Objective 1: In the records below, rewrite the lines from the one containing "of the eyeglasses" through the last line of the records as a Markdown table with the columns Number and Content, omitting blank lines.

A brief overview of the OFPA and its regulatory history is warranted.
A. The OFPA and its Regulatory History
The purpose of the OFPA is: "(1) to establish national standards governing the marketing of certain agricultural products as organically produced products; (2) to assure consumers that organically produced products meet a consistent standard; and (3) to facilitate interstate commerce in fresh and processed food that is organically produced." 7 U.S.C. § 6501. Legislative history is in accord. See S. Rep. No. 101 357 (1990), reprinted in 1990 U.S.C.C.A.N. 4656, 4943-45. To accomplish these objectives, the OFPA directed the USDA to establish national standards governing products marketed as "organic." Id. § 6503. The USDA published its final rule implementing the OFPA in 2000, creating the National Organic Program ("NOP"). See National Organic Program, 65 Fed. Reg. 80, 548 (Dec. 21, 2000) (codified at 7 C.F.R. pt. 205). The NOP regulations govern the use of the term "organic" in the labeling and marketing of agricultural and processed products. See, e.g., 7 C.F.R. § 205.300-.301. As one court has pointed out, "The NOP provisions governing the production, marketing, and labeling of organic' products are complex, detailed, and specific." All One God Faith, Inc. v. Hain Celestial Grp., Inc., No. C 09-03517, 2011 WL 4433817, at *2 (N.D. Cal. Sept. 22, 2011).

Provided information:
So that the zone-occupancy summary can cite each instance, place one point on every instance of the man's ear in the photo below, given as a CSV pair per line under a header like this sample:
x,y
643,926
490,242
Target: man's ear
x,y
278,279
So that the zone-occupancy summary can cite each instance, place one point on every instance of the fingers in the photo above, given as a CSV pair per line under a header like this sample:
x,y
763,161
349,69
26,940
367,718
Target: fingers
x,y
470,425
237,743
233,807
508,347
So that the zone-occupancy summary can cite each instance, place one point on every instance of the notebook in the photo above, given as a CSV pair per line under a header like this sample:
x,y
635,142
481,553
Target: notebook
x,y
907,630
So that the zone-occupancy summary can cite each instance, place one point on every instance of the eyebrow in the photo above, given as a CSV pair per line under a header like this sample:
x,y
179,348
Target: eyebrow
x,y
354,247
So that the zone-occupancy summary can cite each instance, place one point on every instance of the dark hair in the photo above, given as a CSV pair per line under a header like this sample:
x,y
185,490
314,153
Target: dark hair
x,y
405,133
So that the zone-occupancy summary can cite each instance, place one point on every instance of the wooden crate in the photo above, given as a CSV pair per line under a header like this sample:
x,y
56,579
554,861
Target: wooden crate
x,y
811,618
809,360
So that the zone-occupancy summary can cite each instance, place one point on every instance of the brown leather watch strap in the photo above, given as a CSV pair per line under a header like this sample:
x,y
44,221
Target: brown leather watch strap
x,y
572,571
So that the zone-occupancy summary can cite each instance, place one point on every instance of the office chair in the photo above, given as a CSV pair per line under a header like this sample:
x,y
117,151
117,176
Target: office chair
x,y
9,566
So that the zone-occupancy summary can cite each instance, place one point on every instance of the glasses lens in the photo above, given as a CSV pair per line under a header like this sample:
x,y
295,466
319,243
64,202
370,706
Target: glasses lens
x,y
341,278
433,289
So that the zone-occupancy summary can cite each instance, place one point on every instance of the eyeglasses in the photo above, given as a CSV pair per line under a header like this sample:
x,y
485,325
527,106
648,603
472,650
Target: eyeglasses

Objective 2: According to the excerpt on the OFPA, in what year did the USDA publish its final rule implementing the OFPA?

Solution 1:
| Number | Content |
|---|---|
| 1 | So that the zone-occupancy summary can cite each instance, place one point on every instance of the eyeglasses in the photo above, given as a CSV pair per line under a header like this sample: |
| 2 | x,y |
| 3 | 485,325 |
| 4 | 527,106 |
| 5 | 648,603 |
| 6 | 472,650 |
| 7 | Target: eyeglasses |

Solution 2: 2000